Passage =
________________________

Scale of investment and schedule
The magnitude of the investment and the schedule for implementation are important considerations when choosing between inland gas and imported LNG. The magnitude of investments for different options have already been discussed in earlier paragraphs:
- For imported gas, an FLNG terminal would cost in the order of $400 to $500 million. According to Putter (2020), a comparable land-based terminal is even more expensive at around $750 million.
- If the source of inland gas is far removed from the market, long-distance pipelines (roughly defined as longer than 500 kms) might be the most economical means of transporting the gas. As already mentioned in the case of a Rovuma – South Africa pipeline, such long-distance pipelines are expensive projects (upwards of $500 million). As mentioned by van Heerden et al (2020), the recently completed Power of Siberia pipeline of 2 200 kms came at a capital cost of more than $15 billion (excluding the cost of field development).
- For smaller inland developments, the capital cost can be substantially less. In the cases of resource developments that are supported by CNG or short-distance pipelines, the resource developments (plus gas processing) would be the bulk of the overall investment, but in the case of LNG-supported developments the capital investment would be roughly split equally between the resource development and the LNG development.
Depending on the urgency of the gas need, the schedule of projects could be an important consideration to choose amongst options. Typically, the bigger the project and its capital cost, the longer the period to develop the project to final gas delivery. Large pipeline projects normally involve complex inter-government agreements and regulations, billions of dollars in capital investment with complex financing arrangements and long-term base-load contracts that need to be put in place, and an overall project schedule including concept development of less than 10 years would be difficult to achieve. LNG import projects are also large projects and the overall schedule for a land-based terminal would typically be at least 5 years, and for a FSRU possibly a bit quicker if an existing FSRU could be relocated or an existing LNG tanker refurbished. Smaller inland projects could be quicker than this and will depend on the scope and technology employed.
Inland logistics to market
Logistic costs play a big part in the gas value chain. In the case of LNG imports, the gas must be transported from the import terminal to the market, either by way of pipeline infrastructure or as LNG in road tankers. In the case of inland gas, both these options plus CNG are also available (although the LNG option would require a new liquefaction facility at the source of the gas).

________________________

Work to complete = List every cost that the passage on investment scale and schedule gives with a dollar sign, and state what each one is for.

________________________

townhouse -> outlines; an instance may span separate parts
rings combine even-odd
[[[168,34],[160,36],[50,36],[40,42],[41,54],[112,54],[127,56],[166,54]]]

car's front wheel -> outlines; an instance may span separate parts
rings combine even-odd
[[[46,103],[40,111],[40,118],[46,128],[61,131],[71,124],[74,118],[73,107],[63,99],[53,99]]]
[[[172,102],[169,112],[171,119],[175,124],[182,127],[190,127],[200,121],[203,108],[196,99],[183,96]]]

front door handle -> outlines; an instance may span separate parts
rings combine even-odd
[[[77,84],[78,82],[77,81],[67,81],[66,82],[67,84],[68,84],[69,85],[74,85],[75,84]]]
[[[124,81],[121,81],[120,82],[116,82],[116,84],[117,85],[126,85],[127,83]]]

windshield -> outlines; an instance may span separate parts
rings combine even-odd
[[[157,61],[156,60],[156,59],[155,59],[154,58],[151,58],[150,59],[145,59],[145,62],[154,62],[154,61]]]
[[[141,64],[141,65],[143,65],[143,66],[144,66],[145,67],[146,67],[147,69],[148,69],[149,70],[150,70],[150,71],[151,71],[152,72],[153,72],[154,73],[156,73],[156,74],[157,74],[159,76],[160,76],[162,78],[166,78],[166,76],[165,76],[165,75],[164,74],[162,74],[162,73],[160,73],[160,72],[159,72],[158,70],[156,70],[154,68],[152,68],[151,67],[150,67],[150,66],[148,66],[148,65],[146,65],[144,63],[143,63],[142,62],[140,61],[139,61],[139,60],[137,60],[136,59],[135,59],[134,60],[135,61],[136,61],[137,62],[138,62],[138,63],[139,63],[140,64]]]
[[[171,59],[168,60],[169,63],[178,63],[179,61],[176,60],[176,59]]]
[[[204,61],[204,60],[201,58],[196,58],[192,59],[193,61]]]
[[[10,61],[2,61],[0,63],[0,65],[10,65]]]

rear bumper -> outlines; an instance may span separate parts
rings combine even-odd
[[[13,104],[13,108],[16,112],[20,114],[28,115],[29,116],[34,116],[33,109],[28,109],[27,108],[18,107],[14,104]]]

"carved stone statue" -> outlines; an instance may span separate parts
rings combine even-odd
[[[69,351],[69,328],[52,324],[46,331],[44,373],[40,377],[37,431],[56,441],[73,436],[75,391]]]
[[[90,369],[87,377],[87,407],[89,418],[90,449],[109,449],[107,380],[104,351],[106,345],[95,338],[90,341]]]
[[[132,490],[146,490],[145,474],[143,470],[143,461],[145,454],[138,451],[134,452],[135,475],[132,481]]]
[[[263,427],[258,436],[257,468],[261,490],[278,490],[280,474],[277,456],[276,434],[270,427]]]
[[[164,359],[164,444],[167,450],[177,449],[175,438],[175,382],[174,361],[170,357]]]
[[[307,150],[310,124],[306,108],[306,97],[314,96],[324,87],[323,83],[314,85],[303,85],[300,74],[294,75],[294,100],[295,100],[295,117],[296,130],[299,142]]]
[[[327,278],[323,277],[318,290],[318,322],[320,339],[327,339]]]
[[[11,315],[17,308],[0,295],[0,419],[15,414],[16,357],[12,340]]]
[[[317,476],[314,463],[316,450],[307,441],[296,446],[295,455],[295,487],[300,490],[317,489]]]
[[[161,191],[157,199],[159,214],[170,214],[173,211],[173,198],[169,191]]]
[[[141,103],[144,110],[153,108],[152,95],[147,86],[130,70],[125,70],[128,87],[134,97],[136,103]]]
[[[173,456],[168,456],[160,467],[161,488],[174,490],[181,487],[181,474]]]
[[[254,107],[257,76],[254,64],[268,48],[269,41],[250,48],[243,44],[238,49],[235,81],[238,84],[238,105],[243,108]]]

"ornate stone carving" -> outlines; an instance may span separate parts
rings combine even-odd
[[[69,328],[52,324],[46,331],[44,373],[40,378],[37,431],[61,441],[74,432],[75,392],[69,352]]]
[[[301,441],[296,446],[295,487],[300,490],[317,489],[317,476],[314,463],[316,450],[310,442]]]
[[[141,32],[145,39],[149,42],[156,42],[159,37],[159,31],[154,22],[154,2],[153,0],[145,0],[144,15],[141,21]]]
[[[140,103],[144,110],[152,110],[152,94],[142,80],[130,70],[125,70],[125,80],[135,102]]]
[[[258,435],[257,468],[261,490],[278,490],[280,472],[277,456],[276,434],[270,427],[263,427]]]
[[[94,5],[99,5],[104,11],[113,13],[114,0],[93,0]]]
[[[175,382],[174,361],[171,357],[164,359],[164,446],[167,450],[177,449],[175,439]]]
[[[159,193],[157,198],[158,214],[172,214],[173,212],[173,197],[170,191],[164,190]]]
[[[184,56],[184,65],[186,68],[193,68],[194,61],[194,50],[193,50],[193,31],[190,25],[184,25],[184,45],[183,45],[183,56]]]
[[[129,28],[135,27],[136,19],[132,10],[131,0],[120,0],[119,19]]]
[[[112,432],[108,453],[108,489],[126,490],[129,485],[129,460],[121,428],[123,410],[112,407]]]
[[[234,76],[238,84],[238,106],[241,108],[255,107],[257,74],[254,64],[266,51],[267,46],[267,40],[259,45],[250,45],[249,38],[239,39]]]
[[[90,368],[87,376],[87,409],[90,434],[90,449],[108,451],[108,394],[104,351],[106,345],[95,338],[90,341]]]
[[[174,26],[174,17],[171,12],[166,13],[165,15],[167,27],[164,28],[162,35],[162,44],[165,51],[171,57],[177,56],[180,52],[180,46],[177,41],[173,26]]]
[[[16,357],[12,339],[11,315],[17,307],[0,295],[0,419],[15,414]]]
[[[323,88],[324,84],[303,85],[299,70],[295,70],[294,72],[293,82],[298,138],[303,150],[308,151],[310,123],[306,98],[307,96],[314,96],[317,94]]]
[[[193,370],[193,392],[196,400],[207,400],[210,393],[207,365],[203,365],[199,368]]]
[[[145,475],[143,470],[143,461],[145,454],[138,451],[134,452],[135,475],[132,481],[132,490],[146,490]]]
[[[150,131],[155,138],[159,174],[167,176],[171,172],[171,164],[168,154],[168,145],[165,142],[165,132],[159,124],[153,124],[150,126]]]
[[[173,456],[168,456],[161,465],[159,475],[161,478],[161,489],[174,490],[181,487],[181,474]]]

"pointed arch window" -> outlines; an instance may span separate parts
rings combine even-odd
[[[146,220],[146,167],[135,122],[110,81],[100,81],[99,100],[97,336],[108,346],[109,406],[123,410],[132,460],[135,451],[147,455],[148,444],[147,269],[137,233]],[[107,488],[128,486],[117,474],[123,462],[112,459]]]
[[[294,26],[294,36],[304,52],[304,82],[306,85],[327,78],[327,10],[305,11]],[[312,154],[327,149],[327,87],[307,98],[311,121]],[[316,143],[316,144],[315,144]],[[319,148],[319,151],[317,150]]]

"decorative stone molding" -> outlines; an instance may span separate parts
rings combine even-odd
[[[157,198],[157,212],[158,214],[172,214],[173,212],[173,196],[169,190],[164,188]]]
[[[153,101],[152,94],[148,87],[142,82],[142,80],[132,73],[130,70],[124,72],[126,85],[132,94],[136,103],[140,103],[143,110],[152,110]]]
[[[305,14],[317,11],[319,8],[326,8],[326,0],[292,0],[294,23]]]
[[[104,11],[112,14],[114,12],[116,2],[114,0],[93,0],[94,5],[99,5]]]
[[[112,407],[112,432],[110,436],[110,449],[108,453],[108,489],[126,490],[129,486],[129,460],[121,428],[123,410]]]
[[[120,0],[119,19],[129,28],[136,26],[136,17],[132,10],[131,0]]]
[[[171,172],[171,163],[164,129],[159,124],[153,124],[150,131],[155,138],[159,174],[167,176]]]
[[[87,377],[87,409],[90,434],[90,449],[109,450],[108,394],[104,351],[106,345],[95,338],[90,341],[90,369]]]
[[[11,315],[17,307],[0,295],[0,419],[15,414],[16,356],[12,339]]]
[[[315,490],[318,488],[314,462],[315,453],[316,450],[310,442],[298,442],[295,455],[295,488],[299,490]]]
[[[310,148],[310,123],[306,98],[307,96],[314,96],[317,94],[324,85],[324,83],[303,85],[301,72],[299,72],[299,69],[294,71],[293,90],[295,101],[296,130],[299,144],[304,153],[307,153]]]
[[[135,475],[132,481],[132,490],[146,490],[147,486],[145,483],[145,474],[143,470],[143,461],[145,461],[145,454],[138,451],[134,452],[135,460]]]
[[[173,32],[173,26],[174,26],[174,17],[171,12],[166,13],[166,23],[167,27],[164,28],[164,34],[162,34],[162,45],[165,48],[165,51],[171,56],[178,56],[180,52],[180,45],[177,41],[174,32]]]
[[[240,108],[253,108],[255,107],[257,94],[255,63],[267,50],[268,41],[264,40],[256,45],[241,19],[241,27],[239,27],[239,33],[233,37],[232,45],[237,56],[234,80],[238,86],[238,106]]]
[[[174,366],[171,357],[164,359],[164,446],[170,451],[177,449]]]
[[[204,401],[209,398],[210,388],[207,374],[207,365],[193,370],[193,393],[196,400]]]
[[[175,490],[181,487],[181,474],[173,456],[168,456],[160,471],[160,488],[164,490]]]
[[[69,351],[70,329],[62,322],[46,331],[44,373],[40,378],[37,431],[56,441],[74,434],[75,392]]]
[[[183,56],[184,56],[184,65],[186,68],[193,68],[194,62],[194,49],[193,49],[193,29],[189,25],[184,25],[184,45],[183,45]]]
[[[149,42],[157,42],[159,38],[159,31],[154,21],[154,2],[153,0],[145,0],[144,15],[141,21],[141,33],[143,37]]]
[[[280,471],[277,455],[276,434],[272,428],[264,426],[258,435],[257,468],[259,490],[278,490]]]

________________________

Expected answer =
- $400 to $500 million: an FLNG terminal for imported gas
- Around $750 million: a comparable land-based terminal, according to Putter (2020)
- Upwards of $500 million: long-distance pipelines, as in the case of a Rovuma – South Africa pipeline
- More than $15 billion: the capital cost of the 2 200 km Power of Siberia pipeline, excluding the cost of field development